WHAT THIS TASK INVOLVES: Copy the listing exactly. Omit nothing.

SOURCE MATERIAL:
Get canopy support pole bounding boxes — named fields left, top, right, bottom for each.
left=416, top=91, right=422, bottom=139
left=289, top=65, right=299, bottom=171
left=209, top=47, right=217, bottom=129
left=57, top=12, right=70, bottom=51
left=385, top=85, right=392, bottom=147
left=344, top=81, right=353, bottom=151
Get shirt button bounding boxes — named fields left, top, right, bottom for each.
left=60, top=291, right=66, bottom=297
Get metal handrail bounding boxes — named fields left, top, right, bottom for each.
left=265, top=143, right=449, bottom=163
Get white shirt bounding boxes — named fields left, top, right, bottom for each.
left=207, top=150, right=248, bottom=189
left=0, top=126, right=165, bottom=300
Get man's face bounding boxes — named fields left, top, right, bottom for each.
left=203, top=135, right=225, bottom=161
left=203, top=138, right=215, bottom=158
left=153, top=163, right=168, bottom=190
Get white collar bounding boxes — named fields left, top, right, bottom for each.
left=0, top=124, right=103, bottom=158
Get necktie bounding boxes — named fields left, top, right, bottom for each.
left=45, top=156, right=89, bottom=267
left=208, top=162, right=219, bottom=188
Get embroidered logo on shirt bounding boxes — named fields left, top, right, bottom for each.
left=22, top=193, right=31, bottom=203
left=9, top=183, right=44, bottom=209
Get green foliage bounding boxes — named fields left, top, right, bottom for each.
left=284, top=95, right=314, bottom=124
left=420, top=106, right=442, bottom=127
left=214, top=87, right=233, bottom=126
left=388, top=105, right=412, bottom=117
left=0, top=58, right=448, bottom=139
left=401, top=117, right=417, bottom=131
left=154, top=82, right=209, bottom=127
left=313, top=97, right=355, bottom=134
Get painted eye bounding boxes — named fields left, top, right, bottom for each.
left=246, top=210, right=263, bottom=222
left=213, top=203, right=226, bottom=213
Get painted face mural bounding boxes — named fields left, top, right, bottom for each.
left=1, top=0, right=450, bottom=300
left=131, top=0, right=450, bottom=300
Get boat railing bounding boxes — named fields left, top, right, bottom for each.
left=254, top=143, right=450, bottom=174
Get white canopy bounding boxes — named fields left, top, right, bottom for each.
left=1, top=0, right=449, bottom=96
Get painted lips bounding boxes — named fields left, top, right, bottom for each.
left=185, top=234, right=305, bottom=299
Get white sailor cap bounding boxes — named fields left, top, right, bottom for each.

RESULT OF THIS TASK:
Get canopy support pole bounding boxes — named fields left, top, right, bottom for each.
left=416, top=91, right=422, bottom=139
left=289, top=65, right=299, bottom=171
left=209, top=47, right=217, bottom=129
left=57, top=12, right=70, bottom=51
left=385, top=85, right=392, bottom=147
left=344, top=81, right=353, bottom=151
Get shirt button bounding boxes — named fields left, top, right, bottom for each.
left=60, top=291, right=66, bottom=297
Get metal handrail bounding boxes — named fields left, top, right, bottom for each.
left=265, top=143, right=449, bottom=163
Get white shirt bounding boxes — named fields left, top, right, bottom for each.
left=207, top=150, right=248, bottom=189
left=0, top=126, right=165, bottom=300
Get man's face bounding boxes — named fields left, top, right, bottom for each.
left=203, top=135, right=225, bottom=161
left=203, top=138, right=215, bottom=158
left=153, top=163, right=168, bottom=190
Get white collar bounding boxes — named fields left, top, right, bottom for each.
left=0, top=124, right=103, bottom=158
Get necktie bounding boxes — named fields left, top, right, bottom for each.
left=45, top=156, right=89, bottom=267
left=208, top=162, right=219, bottom=188
Get embroidered logo on shirt bounding boxes — named fields left, top, right, bottom for each.
left=22, top=193, right=31, bottom=203
left=9, top=183, right=44, bottom=209
Get green foliage bounding boxes — named fields left, top, right, bottom for each.
left=284, top=95, right=314, bottom=124
left=420, top=106, right=442, bottom=127
left=214, top=87, right=233, bottom=126
left=388, top=105, right=412, bottom=117
left=0, top=58, right=448, bottom=139
left=401, top=117, right=417, bottom=131
left=154, top=82, right=209, bottom=127
left=313, top=97, right=355, bottom=134
Get painted eye bounding boxes — named fields left, top, right, bottom for each.
left=246, top=210, right=263, bottom=222
left=213, top=203, right=226, bottom=213
Get painted face mural bounding boxes — named fields left, top, right, bottom for each.
left=1, top=0, right=450, bottom=300
left=131, top=0, right=450, bottom=300
Get boat railing bounding boxes — named fields left, top, right, bottom for each.
left=254, top=143, right=450, bottom=174
Get white canopy bounding boxes — named fields left, top, right, bottom for each.
left=1, top=0, right=449, bottom=96
Get painted lips bounding boxes — named fields left, top, right, bottom for each.
left=185, top=234, right=305, bottom=299
Get white sailor cap bounding boxes — named fields left, top, right, bottom for each.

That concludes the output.